* [BRIEF]: Your answer should be one number, the count of lines in the entries holding the word "trunk".

* [DATA]:
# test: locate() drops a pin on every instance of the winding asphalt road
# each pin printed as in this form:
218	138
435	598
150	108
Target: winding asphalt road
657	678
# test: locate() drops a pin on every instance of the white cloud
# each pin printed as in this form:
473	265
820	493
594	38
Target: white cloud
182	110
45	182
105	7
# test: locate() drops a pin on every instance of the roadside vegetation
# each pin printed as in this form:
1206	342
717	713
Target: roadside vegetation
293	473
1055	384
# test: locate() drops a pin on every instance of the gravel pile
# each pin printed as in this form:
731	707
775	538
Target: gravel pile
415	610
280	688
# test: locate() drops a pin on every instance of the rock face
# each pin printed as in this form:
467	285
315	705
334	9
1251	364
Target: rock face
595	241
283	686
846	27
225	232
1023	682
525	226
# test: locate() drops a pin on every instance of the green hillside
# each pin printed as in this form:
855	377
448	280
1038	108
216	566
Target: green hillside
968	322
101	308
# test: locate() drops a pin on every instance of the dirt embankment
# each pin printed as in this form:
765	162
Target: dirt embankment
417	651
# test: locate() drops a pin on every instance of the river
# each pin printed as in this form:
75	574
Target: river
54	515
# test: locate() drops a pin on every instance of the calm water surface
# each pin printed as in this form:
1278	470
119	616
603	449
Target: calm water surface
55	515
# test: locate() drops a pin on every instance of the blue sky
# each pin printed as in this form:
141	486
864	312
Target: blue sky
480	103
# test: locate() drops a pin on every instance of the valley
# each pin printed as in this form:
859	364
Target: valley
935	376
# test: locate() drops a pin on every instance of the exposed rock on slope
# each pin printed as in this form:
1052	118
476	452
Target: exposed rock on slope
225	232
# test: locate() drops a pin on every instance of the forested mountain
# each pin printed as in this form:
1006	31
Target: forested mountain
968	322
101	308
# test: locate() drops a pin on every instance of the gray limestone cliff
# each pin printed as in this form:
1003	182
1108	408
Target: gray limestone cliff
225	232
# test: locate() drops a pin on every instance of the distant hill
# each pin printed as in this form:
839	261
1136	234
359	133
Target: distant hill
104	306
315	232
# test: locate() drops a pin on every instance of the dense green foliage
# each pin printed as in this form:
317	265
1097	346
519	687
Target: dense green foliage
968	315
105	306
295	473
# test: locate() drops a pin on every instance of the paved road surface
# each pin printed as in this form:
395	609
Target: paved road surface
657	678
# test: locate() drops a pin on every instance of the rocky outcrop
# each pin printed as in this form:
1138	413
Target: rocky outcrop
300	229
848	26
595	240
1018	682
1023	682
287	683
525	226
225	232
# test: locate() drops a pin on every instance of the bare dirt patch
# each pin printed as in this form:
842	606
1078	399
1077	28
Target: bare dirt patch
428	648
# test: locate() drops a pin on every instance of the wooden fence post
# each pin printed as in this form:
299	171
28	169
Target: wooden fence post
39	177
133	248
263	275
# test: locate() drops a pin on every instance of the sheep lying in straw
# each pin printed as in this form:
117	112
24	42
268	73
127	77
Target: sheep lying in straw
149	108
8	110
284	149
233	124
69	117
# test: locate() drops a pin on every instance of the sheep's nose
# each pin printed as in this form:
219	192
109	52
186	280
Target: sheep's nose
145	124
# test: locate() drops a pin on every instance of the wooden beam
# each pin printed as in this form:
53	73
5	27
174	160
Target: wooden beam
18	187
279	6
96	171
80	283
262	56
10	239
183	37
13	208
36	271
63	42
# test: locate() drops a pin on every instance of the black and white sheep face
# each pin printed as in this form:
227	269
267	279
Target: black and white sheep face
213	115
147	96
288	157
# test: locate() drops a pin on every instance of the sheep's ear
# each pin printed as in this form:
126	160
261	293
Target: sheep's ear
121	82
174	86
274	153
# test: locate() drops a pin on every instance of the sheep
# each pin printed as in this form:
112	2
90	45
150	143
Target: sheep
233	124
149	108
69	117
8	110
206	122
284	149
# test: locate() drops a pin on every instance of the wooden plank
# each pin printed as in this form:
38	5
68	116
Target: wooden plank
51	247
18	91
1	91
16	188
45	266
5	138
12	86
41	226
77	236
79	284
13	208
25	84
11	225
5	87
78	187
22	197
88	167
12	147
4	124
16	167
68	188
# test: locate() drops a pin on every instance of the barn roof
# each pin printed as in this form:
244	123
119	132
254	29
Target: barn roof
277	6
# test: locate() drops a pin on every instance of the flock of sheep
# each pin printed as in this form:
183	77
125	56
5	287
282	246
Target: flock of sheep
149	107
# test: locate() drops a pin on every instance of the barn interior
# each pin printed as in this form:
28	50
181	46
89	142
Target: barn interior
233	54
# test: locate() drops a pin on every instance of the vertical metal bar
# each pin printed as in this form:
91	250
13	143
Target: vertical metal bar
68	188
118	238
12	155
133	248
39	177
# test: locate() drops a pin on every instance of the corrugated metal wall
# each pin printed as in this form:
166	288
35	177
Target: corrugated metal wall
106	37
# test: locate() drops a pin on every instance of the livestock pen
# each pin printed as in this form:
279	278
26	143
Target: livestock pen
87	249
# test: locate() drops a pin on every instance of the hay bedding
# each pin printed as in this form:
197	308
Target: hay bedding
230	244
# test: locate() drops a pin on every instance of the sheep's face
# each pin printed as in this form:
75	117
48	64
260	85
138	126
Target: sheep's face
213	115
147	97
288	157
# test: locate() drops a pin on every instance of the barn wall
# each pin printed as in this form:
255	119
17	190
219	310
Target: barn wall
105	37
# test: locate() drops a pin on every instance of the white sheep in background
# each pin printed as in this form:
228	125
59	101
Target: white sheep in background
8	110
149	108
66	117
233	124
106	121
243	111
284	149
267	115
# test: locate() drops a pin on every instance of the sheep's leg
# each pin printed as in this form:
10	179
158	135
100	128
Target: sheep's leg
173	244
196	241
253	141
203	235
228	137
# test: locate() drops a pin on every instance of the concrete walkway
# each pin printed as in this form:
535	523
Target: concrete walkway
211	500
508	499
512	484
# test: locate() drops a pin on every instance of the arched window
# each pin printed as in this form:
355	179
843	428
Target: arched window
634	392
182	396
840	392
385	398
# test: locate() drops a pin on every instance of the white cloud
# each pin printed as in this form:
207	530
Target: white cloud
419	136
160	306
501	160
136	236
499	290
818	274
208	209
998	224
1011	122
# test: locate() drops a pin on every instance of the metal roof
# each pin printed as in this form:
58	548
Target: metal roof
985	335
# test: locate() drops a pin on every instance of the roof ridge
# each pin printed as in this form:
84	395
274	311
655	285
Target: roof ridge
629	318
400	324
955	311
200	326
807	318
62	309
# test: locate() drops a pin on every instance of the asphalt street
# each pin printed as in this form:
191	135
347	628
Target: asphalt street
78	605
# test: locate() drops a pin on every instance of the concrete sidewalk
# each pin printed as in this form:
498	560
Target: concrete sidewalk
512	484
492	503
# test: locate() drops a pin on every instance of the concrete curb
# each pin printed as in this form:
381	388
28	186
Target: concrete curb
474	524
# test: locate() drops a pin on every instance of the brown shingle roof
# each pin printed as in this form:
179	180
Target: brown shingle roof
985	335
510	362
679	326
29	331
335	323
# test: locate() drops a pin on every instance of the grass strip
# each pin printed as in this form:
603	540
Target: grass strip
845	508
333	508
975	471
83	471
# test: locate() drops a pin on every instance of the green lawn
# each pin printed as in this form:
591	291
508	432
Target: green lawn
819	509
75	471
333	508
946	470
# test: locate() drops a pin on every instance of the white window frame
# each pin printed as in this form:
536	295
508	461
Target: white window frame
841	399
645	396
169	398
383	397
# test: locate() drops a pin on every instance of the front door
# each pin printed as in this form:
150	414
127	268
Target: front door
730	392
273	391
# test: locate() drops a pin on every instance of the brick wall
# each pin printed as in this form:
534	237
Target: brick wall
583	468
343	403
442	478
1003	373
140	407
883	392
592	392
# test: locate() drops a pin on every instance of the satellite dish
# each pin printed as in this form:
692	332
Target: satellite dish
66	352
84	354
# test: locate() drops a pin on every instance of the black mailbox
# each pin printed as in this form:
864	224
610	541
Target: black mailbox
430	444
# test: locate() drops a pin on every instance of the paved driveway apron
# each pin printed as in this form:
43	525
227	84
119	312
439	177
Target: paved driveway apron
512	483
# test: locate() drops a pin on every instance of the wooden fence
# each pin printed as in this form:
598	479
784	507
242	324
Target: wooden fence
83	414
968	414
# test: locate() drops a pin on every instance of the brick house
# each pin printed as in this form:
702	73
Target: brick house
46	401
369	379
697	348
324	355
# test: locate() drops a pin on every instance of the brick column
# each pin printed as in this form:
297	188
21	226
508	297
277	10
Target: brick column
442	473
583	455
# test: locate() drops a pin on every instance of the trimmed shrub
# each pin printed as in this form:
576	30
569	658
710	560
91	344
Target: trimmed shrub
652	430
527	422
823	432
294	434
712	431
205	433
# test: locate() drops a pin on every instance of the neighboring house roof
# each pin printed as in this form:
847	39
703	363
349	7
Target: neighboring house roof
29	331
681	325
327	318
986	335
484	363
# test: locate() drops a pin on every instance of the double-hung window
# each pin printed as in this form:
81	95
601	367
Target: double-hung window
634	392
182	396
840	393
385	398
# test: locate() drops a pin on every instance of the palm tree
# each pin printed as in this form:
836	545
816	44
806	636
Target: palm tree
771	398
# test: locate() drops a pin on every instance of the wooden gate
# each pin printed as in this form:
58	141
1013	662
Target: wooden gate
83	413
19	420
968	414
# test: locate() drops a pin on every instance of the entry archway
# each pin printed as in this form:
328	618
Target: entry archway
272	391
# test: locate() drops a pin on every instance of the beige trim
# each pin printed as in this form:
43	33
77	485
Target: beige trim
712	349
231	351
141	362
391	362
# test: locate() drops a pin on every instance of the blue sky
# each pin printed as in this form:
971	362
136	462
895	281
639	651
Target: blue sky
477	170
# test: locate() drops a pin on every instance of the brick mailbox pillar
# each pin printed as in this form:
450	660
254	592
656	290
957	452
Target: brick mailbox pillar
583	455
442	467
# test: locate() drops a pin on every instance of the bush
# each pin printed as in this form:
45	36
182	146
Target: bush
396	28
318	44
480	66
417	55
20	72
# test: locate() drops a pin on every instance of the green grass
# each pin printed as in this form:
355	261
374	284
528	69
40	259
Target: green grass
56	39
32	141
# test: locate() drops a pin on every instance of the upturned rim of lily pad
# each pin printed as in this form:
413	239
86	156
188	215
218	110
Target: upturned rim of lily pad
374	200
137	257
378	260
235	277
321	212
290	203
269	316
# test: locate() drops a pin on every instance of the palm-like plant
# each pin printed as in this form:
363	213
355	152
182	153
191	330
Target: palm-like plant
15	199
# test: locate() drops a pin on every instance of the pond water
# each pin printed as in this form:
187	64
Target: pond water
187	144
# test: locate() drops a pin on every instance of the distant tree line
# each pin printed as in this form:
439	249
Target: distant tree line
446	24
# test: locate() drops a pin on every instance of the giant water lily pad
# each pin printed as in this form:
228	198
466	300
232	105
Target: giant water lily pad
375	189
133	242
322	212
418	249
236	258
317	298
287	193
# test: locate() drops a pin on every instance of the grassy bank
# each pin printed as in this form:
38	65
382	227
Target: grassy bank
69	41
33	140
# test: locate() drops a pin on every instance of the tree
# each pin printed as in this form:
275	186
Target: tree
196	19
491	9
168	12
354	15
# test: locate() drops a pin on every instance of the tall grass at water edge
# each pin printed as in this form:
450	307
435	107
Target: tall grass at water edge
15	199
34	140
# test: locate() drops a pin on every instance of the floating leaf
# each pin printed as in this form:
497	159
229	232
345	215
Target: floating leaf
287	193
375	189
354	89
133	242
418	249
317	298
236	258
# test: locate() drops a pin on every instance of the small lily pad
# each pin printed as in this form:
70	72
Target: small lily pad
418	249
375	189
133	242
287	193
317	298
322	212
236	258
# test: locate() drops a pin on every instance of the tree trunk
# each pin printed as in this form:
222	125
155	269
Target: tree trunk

* [SOLUTION]: 2